Description of the task -
Copy the lines from the line with "of the metal" to the line with "(1535, 274)", putting "trunk of the tree" in place of "tree trunk" and keeping everything else the same.

Records supplied -
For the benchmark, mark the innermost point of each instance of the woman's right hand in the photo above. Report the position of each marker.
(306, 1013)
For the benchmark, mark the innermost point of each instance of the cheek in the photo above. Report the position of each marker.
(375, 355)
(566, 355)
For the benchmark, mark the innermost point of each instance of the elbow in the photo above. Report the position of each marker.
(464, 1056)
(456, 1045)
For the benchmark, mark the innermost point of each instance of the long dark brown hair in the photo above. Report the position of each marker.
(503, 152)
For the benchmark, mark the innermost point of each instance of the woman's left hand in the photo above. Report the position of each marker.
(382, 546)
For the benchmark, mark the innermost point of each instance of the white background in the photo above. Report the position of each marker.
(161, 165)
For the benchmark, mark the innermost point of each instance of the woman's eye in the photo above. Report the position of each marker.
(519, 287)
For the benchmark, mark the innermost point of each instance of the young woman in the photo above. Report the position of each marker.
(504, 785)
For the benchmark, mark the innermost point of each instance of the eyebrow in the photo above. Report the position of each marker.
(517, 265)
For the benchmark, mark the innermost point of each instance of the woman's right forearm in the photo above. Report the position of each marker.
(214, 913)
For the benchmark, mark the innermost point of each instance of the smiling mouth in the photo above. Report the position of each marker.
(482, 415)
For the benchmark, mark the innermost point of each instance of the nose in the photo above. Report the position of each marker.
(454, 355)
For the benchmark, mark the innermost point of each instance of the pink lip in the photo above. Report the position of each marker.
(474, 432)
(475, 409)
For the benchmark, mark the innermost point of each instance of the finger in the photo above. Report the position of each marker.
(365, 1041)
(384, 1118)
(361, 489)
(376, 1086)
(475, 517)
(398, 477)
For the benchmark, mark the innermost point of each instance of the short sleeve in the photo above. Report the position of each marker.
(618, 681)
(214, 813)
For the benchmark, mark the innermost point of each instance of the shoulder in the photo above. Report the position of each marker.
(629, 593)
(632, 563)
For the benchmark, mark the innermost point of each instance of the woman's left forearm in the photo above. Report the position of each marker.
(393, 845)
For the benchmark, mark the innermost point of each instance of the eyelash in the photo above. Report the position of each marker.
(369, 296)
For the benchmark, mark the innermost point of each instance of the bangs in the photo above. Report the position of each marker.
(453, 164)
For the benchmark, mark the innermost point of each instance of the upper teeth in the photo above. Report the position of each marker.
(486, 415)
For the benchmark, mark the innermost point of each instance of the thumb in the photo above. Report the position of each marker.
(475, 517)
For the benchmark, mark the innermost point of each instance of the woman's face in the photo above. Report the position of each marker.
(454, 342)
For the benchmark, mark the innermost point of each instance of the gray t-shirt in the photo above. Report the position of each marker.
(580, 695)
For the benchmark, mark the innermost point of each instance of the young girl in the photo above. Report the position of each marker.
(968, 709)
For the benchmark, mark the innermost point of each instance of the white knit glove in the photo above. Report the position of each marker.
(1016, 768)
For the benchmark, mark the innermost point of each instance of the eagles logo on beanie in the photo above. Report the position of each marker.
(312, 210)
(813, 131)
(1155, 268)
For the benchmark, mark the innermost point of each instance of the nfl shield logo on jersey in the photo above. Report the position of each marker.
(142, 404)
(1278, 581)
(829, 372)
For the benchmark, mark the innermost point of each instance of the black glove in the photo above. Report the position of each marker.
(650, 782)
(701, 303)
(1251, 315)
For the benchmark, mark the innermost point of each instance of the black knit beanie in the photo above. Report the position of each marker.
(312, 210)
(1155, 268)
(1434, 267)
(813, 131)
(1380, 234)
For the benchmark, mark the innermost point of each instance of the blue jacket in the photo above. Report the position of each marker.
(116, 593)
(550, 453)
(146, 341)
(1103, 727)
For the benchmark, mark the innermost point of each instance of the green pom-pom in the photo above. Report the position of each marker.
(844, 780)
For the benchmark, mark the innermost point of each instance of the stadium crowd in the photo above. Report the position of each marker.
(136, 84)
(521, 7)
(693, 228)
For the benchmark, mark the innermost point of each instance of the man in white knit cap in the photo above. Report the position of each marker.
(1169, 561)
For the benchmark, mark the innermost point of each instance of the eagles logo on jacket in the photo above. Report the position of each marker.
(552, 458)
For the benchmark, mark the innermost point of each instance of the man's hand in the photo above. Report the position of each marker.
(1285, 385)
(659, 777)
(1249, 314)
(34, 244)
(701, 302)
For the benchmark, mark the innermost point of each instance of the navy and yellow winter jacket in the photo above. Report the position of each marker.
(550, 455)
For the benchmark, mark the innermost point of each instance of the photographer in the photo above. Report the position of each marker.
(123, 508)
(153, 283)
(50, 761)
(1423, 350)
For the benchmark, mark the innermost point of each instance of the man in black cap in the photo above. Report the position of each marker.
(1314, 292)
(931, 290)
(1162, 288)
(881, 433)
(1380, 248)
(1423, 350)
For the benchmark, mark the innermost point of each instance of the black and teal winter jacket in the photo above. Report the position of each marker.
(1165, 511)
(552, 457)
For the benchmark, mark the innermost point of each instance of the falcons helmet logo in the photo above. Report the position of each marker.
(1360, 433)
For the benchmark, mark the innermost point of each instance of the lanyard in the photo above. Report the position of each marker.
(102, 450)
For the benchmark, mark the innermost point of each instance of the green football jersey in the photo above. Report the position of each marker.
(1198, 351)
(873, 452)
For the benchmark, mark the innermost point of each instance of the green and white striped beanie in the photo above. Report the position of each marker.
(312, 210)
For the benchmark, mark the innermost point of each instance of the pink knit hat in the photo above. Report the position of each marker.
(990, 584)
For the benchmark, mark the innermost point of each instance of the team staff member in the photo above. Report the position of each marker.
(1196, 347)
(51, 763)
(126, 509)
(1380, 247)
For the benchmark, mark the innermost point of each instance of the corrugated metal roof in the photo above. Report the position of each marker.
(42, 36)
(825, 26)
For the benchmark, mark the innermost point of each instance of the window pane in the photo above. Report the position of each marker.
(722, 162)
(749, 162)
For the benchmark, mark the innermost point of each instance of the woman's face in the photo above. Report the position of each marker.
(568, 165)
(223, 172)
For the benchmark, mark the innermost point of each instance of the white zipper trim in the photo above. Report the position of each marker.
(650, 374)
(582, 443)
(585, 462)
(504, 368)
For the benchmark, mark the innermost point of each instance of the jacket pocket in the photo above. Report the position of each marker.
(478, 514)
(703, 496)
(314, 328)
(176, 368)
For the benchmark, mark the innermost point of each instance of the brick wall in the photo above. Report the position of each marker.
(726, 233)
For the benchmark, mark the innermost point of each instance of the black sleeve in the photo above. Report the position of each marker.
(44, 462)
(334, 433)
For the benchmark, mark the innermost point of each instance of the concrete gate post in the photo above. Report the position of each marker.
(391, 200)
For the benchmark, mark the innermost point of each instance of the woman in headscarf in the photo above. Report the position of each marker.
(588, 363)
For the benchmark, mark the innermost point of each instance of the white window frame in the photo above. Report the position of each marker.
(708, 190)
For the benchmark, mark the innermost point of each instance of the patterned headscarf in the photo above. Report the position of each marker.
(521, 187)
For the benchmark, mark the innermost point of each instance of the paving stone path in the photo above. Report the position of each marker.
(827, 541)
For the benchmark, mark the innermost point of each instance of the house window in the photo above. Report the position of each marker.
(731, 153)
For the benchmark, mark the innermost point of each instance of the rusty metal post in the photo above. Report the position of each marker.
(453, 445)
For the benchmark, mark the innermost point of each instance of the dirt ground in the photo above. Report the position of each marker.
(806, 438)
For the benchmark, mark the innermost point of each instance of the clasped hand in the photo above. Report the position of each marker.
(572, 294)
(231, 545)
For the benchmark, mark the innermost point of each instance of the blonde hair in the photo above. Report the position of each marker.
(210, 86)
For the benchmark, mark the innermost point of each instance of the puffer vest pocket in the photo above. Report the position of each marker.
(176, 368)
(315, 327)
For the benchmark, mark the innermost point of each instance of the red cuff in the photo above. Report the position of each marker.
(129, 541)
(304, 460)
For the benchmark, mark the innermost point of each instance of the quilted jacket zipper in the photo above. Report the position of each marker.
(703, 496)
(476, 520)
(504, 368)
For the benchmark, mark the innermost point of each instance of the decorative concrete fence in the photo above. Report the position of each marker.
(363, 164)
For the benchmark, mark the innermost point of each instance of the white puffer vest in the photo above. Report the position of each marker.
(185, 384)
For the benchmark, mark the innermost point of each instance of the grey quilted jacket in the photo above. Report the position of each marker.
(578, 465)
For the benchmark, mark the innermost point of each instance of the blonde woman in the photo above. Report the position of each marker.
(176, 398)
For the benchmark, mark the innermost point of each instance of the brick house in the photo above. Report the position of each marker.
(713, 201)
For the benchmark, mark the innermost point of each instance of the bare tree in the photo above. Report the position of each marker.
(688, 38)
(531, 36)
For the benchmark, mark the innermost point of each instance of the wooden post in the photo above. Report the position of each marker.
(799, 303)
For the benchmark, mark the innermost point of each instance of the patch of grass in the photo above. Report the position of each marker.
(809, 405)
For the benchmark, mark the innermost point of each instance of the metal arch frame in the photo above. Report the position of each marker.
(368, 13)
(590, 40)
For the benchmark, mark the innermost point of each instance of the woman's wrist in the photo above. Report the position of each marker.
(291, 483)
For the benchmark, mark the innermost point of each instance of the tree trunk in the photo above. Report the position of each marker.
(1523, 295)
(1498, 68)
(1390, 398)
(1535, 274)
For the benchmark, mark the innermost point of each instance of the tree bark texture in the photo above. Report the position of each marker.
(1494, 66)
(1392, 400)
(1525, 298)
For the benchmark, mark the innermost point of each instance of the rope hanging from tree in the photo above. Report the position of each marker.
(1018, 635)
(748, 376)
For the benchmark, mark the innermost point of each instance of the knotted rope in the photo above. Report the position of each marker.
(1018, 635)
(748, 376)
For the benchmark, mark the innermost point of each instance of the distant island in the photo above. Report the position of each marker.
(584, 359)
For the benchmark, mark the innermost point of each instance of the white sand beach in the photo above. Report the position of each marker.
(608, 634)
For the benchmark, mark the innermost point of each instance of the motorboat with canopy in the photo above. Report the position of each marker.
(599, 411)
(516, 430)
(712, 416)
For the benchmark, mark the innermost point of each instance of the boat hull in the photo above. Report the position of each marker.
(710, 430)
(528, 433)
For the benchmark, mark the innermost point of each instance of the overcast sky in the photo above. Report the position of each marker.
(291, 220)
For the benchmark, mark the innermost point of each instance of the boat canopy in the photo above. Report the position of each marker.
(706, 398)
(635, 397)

Expected answer -
For the benchmark, mark the innermost point of each instance of the metal arch frame in the photo above. Report the position of each marker.
(368, 13)
(590, 40)
For the benchmark, mark the innermost point of each instance of the woman's wrist in the photo above. Report the position of each marker.
(291, 483)
For the benchmark, mark the innermost point of each instance of the trunk of the tree in the photo above. Report the position of each marker.
(1523, 295)
(1498, 68)
(1390, 398)
(1535, 274)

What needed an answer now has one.